_Selected text:_
Tuesday, April 19, 2011


My first intro to Possessed By Paul James was sometime in early '07 at an H.B.E showcase at the Hole In The Wall in Austin Texas. I didn't know much about him and the only notion I had of the quality of the show I would get came in the wide eyed and nodding instruction of friends familiar with his work to "just watch".
I took my usual preferred spectating stance up front and to the left as he took a seat on a chair on a wood platform on the stage surrounded by an unconventional setup of an old amp, various instruments and a battered tambourine rigged at his feet. A decent crowd had accumulated, hungry and shifting with anticipation. He settled his fiddle and picked up a bow so frayed it looked as if a razor had been taken to it sending it's hairs, thick with rosin, to curl in all directions. Without introduction he pulled out a few stark and rolling notes. His knees jerked. a slight semi rhythmic spasm at first then a pulling and pounding of his foot into the wood and rigged tambourine creating a full and layered thump that built into a pulse that he let hang in the air between the increasingly frenetic fiddle arrangement. He craned his neck and reeled, gritting and gnashing his teeth akin to the effects of some kind of religious revival. He let out seemingly involuntary yips and yells and sharp exclamations as the music and rhythm welled up and out into the crowd. He burst into the hook and I was taken by the rawness and clarity of his vocals and keenly original and intimate lyrical content. Throughout the set he switched between banjo, fiddle, and guitar hammering out a catalog of intense, emotionally charged songs. This was the real deal and possessed was a good word for it. This wasn't just a show this was a 40 minute battle cry against heartache and the high cost of living.

_What is being asked:_ Reproduce the entire concert review above word for word, without any changes.

_Provided records:_

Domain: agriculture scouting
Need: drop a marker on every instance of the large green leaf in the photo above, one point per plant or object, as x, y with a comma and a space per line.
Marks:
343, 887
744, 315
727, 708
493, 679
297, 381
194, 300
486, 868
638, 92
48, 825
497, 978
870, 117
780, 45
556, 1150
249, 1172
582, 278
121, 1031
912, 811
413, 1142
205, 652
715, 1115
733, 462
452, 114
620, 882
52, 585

* * *

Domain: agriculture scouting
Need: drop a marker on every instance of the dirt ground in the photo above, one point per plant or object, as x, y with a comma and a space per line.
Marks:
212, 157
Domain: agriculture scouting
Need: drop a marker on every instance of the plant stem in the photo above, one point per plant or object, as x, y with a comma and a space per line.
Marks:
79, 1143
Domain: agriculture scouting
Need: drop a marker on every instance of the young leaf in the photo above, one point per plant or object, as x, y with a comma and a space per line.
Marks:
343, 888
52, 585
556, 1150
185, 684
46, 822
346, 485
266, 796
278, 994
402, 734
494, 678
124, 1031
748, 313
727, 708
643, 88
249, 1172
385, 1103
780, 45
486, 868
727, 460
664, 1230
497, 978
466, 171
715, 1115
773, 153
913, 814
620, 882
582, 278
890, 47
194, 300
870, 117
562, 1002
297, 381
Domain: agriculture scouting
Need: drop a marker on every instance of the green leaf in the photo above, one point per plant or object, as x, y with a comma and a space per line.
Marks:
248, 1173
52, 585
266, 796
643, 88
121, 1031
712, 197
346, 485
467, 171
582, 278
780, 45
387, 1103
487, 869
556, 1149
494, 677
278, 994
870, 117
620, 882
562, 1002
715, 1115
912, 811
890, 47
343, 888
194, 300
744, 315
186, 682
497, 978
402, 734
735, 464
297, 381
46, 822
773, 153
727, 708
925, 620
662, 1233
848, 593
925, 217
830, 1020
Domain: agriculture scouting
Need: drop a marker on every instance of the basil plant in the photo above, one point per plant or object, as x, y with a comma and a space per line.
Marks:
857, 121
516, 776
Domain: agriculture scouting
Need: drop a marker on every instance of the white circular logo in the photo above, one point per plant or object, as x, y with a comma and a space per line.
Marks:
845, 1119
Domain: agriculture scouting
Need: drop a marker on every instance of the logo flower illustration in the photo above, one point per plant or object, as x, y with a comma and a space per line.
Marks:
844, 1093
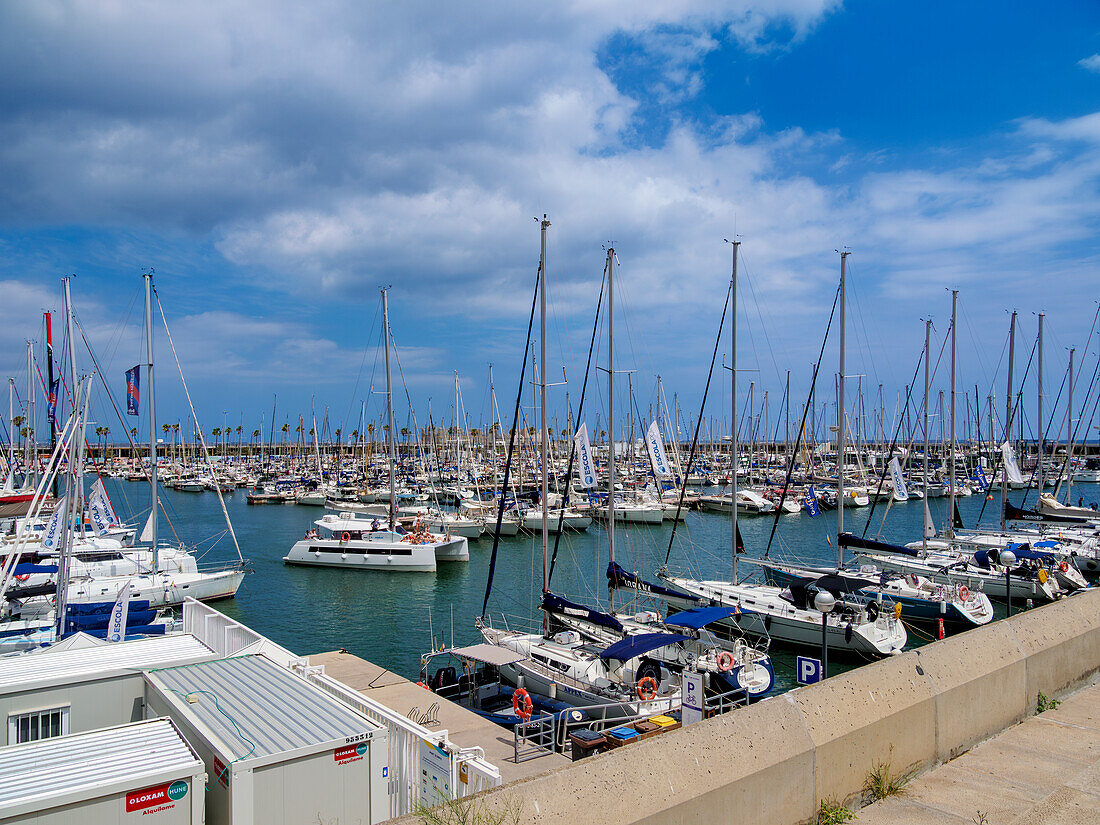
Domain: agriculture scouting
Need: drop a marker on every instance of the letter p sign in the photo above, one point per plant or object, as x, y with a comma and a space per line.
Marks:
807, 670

--

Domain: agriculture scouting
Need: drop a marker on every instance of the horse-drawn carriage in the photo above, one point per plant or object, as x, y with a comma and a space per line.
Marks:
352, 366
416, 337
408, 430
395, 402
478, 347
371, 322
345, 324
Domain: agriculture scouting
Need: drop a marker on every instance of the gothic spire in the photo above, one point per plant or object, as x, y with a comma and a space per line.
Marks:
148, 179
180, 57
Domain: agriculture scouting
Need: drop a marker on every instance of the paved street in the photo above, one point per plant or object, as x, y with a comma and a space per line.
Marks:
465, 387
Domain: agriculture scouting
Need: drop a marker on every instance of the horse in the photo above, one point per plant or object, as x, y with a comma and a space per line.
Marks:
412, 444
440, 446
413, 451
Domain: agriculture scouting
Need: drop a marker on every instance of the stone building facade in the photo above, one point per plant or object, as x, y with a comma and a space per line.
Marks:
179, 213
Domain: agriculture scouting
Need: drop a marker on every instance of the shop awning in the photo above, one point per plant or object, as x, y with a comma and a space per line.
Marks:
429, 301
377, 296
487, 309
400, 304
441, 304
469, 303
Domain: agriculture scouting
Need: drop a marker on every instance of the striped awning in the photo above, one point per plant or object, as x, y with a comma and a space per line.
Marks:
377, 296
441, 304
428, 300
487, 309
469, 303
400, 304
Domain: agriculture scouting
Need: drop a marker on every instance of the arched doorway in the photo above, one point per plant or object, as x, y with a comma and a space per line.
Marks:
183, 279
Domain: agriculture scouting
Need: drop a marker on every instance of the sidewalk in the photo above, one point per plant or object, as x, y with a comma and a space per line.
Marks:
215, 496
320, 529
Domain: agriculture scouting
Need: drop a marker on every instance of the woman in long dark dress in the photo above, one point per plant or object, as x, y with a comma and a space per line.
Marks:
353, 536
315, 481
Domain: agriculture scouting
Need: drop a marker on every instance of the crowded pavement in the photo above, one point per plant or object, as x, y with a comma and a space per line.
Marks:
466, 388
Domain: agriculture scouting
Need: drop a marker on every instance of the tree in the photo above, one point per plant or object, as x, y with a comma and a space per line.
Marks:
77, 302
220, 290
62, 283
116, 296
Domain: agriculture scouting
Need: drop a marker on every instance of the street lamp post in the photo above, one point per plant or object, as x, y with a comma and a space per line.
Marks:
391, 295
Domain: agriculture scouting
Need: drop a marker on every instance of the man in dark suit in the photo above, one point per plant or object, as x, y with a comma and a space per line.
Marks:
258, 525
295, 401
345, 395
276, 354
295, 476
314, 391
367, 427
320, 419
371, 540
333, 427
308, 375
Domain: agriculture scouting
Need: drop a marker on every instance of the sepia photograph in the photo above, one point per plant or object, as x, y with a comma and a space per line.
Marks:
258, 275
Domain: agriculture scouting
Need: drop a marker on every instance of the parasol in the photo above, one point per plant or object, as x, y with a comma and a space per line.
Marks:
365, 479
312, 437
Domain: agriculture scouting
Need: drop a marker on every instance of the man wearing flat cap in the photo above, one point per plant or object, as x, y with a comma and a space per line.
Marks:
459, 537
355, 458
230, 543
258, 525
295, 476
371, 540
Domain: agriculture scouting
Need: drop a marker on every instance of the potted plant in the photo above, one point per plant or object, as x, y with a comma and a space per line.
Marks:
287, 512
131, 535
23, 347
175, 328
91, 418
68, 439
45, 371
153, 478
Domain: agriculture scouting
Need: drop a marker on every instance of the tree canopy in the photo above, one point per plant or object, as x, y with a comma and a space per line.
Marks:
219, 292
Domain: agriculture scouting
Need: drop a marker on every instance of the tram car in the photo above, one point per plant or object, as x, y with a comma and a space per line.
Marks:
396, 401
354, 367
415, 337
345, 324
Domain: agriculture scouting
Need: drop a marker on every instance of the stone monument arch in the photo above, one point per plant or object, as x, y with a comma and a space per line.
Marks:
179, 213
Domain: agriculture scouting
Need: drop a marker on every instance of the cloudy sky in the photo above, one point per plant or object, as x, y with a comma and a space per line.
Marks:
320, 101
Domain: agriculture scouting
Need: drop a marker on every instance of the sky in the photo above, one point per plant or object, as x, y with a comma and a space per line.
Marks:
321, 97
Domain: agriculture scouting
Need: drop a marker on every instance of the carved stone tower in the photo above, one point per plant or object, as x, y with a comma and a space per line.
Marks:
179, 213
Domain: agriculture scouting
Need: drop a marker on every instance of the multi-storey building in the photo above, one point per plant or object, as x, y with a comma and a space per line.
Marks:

_Output of the exercise:_
Tuesday, April 19, 2011


My first intro to Possessed By Paul James was sometime in early '07 at an H.B.E showcase at the Hole In The Wall in Austin Texas. I didn't know much about him and the only notion I had of the quality of the show I would get came in the wide eyed and nodding instruction of friends familiar with his work to "just watch".
I took my usual preferred spectating stance up front and to the left as he took a seat on a chair on a wood platform on the stage surrounded by an unconventional setup of an old amp, various instruments and a battered tambourine rigged at his feet. A decent crowd had accumulated, hungry and shifting with anticipation. He settled his fiddle and picked up a bow so frayed it looked as if a razor had been taken to it sending it's hairs, thick with rosin, to curl in all directions. Without introduction he pulled out a few stark and rolling notes. His knees jerked. a slight semi rhythmic spasm at first then a pulling and pounding of his foot into the wood and rigged tambourine creating a full and layered thump that built into a pulse that he let hang in the air between the increasingly frenetic fiddle arrangement. He craned his neck and reeled, gritting and gnashing his teeth akin to the effects of some kind of religious revival. He let out seemingly involuntary yips and yells and sharp exclamations as the music and rhythm welled up and out into the crowd. He burst into the hook and I was taken by the rawness and clarity of his vocals and keenly original and intimate lyrical content. Throughout the set he switched between banjo, fiddle, and guitar hammering out a catalog of intense, emotionally charged songs. This was the real deal and possessed was a good word for it. This wasn't just a show this was a 40 minute battle cry against heartache and the high cost of living.